§ Task data:

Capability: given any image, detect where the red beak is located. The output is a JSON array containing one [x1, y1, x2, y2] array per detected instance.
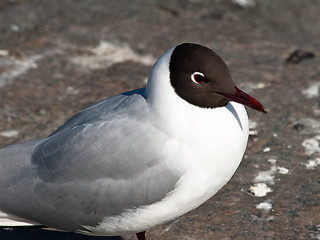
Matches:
[[218, 87, 268, 114]]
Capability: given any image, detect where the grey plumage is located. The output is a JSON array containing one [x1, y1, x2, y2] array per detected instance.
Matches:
[[0, 88, 179, 232]]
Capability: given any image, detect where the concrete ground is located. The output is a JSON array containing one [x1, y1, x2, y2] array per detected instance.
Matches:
[[0, 0, 319, 239]]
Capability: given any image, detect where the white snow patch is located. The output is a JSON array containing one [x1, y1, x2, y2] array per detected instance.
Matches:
[[0, 130, 19, 138], [314, 109, 320, 117], [246, 82, 266, 90], [0, 49, 9, 56], [296, 130, 320, 170], [250, 158, 289, 198], [249, 120, 257, 129], [263, 147, 271, 152], [71, 41, 156, 70], [302, 82, 320, 98], [266, 216, 274, 222], [249, 120, 258, 136], [303, 158, 320, 170], [277, 166, 289, 174], [296, 119, 320, 170], [66, 86, 80, 95], [231, 0, 255, 8], [302, 136, 320, 156], [241, 82, 266, 93], [0, 49, 61, 88], [254, 165, 276, 184], [0, 54, 41, 87], [10, 24, 20, 32], [249, 129, 258, 136], [248, 183, 272, 197], [268, 158, 277, 164], [302, 135, 320, 170], [256, 200, 272, 211]]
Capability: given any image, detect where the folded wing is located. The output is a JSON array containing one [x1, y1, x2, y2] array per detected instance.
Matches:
[[0, 89, 179, 232]]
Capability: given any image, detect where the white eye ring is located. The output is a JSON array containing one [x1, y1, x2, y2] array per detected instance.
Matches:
[[191, 72, 205, 84]]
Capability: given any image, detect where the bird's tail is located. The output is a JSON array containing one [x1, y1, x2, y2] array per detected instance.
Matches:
[[0, 211, 42, 228], [0, 140, 43, 228]]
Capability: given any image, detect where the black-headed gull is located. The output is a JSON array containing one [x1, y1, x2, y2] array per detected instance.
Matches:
[[0, 43, 267, 240]]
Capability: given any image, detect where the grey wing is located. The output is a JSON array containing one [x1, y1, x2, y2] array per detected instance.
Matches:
[[0, 91, 180, 232]]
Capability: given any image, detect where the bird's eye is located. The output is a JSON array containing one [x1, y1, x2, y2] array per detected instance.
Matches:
[[191, 72, 206, 84]]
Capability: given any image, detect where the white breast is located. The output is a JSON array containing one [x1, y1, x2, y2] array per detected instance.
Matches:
[[82, 47, 250, 236], [83, 101, 248, 237]]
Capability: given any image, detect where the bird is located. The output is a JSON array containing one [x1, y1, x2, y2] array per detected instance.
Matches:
[[0, 43, 267, 240]]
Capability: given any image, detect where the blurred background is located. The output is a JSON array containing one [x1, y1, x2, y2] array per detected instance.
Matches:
[[0, 0, 319, 239]]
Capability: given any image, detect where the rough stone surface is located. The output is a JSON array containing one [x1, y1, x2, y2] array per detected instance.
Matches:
[[0, 0, 319, 239]]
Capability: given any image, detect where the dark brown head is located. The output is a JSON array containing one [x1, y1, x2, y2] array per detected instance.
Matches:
[[169, 43, 267, 113]]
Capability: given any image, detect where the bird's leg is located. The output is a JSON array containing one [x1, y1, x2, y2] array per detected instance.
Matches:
[[136, 231, 146, 240]]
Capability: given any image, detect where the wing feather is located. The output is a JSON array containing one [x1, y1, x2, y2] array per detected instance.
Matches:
[[0, 90, 180, 231]]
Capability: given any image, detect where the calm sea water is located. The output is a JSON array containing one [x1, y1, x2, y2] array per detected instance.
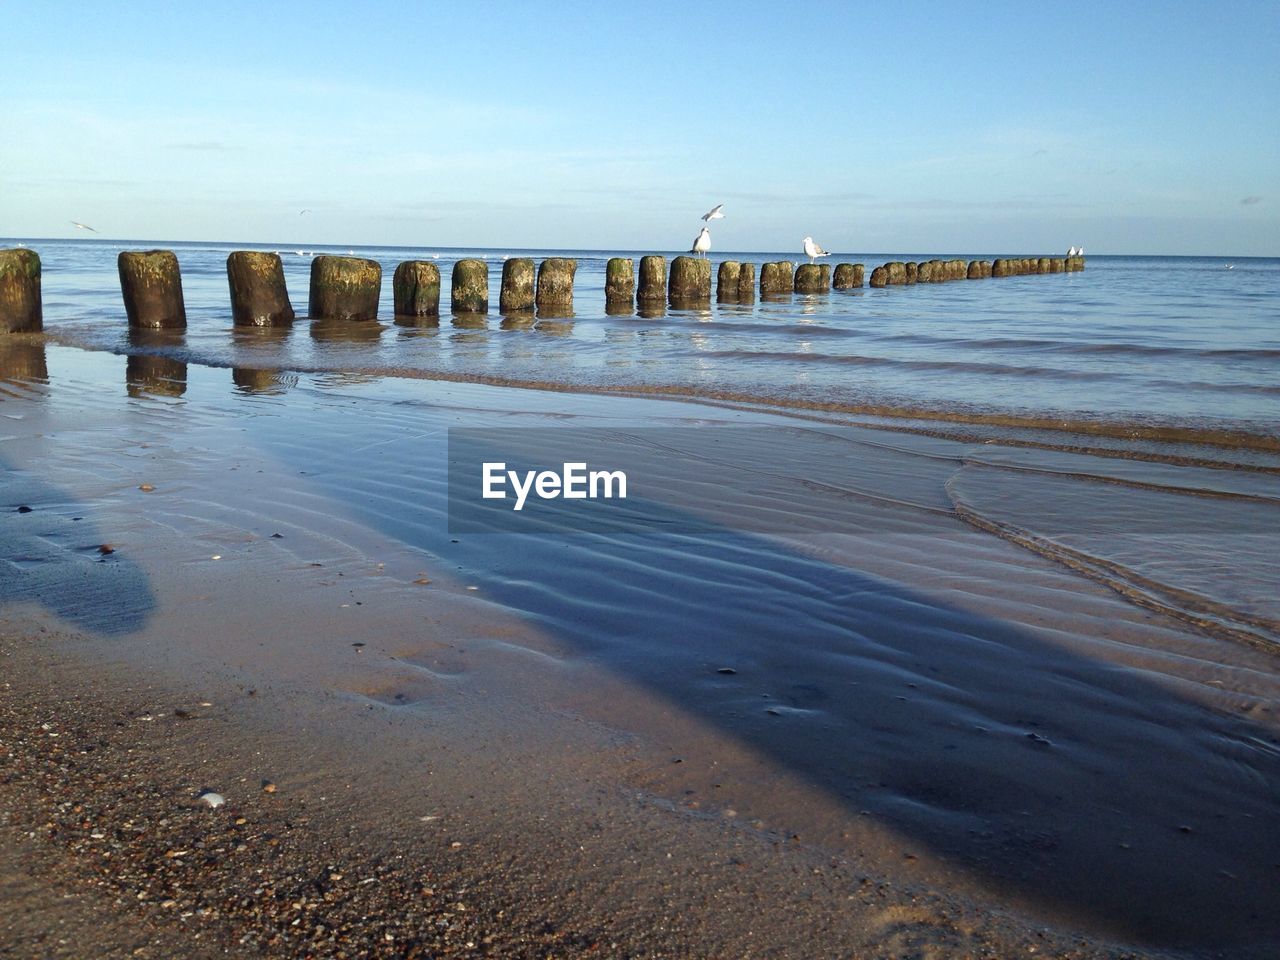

§ Work to be completed:
Each record above must be set down again unchanged, with its pictures left out.

§ Final answer:
Capability: given any image, detect where the red beak is located. The output is a JSON array containing one [x1, y1, x2, y2] array per detected instance.
Matches:
[[218, 87, 268, 114]]
Capability: given any image, detect where the grey plumage is located. The output is a JSON array containing one [x1, y1, x2, y2] array per detected instance.
Matches:
[[0, 88, 179, 232]]
Capability: given any image, detect where the concrete ground is located. The output is a JSON array containing one [x1, y1, x2, y2] array per detected instance.
Matches:
[[0, 0, 319, 239]]
Capability: given any image, detect where the white snow patch is located. The output is a JSON array containing one [x1, y1, x2, y2] array per detected instance.
Matches:
[[0, 130, 19, 138], [314, 109, 320, 117], [246, 82, 266, 90], [0, 49, 9, 56], [296, 130, 320, 170], [250, 158, 289, 198], [249, 120, 257, 129], [263, 147, 271, 152], [71, 41, 156, 70], [302, 82, 320, 98], [266, 216, 274, 222], [249, 120, 258, 136], [303, 158, 320, 170], [277, 166, 289, 174], [296, 119, 320, 170], [66, 86, 80, 95], [231, 0, 255, 8], [302, 136, 320, 156], [241, 82, 266, 93], [0, 49, 61, 88], [254, 165, 276, 184], [0, 54, 41, 87], [10, 24, 20, 32], [249, 129, 258, 136], [248, 183, 272, 197], [268, 158, 277, 164], [302, 135, 320, 170], [256, 200, 272, 211]]
Capability: given any image, detect where the folded wing is located. The output is a JSON array containing one [x1, y1, x2, y2] array per detected instance.
Matches:
[[0, 89, 179, 232]]
Capability: given any image, detect where the white eye ring is located. The output is a JSON array containing one [x1, y1, x2, y2] array per detected instance.
Matches:
[[191, 72, 205, 84]]
Capability: given any image, detect where the bird's tail is located. The output is a JSON array containing one [x1, y1, x2, y2] array per detected instance.
Matches:
[[0, 211, 42, 228], [0, 140, 43, 228]]
Capability: given any image, detect where the black-headed gull is located. The output is a JSON array containing one [x1, y1, x2, y2] array per detected instance.
Matches:
[[0, 43, 267, 240]]
Capability: given any image, detect where the grey wing is located. The output is a JSON array containing one [x1, y1, x2, y2] array per detected instance.
Matches:
[[0, 91, 180, 232]]
Capability: given any image, detect where the bird's eye is located. The output is a JSON array containing one [x1, y1, x2, y2] array per detected instance.
Matches:
[[191, 72, 206, 84]]
Capability: given any image, detect where the white breast is located. The output is a JSON array containing one [x1, y1, x2, y2] array per detected instance.
Matches:
[[82, 47, 250, 236], [83, 101, 248, 237]]
Capability: given any image, detect where the bird is located. The output is a JSON array containing one [x1, y1, x2, y2] array per detected instance.
Matches:
[[0, 43, 267, 240]]
Capability: given any image, detect where the blurred background is located. The output is a JSON array containing one [x1, y1, x2, y2] array per detected instance.
Matches:
[[0, 0, 319, 239]]
Capability: given any image, detect where the rough stone surface is located. The output is a JSON array containing one [x1, y1, x2, y2] array per detected instance.
Matches:
[[0, 0, 319, 239]]
Capability: given any image, detect where the dark brown head is located. The output is a JSON array containing one [x1, y1, x2, y2] array per detected instance.
Matches:
[[169, 43, 267, 113]]
Capability: given any image, detect where the bird's leg is located. The output is a JSON array containing one [x1, y1, x2, y2] array per detected instance.
Matches:
[[136, 231, 146, 240]]
Capability: given any image, detect where the wing feather is located. The output is a JSON array containing one [x1, y1, x2, y2] array per detected instance.
Matches:
[[0, 90, 180, 231]]
Capability: given any image, detect where the calm sea water is located. The output is a JSON array containing one [x1, y1, x2, y2] array per detected instance.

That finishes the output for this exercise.